**GIVEN INSTRUCTION**
Count how many lines in the items below contain the string "woman", and reply with the number alone.

**DATA SHOWN**
------------------------
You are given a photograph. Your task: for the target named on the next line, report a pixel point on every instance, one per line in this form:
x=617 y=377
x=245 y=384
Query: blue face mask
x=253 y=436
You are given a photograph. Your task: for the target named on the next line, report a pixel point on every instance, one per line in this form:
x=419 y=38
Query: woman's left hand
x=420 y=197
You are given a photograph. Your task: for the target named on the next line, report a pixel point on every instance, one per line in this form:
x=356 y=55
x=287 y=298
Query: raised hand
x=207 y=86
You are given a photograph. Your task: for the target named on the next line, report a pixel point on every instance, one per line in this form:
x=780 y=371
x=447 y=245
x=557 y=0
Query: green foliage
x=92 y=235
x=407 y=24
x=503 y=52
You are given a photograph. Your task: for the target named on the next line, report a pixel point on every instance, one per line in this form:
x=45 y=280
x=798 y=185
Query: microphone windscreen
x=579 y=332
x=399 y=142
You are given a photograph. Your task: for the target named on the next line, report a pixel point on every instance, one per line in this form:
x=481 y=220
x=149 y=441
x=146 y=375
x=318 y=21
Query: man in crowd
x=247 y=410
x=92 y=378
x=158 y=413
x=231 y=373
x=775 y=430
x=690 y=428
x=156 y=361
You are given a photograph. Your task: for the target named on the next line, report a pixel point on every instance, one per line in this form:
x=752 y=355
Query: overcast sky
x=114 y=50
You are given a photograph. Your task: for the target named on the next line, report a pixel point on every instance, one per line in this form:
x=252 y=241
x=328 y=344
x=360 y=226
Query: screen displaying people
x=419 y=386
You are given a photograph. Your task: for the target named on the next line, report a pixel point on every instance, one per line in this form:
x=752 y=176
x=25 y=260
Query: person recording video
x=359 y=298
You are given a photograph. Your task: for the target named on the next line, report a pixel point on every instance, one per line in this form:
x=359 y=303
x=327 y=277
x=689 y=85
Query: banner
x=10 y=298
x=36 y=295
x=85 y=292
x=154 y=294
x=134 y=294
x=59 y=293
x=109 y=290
------------------------
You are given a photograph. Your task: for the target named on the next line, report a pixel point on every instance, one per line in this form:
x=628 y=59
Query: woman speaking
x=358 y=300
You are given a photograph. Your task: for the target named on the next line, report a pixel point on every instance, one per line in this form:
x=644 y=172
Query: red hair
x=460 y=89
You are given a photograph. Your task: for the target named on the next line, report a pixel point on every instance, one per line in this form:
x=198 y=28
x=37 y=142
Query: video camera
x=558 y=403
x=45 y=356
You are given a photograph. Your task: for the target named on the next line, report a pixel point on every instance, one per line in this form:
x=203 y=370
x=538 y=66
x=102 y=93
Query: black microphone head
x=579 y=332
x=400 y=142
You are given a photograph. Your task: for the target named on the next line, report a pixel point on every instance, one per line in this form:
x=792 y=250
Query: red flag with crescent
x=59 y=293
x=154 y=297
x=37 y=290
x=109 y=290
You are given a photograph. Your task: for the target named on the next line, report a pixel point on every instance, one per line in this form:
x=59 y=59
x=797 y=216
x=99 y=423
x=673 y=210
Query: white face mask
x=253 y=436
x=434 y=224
------------------------
**WORKED SOLUTION**
2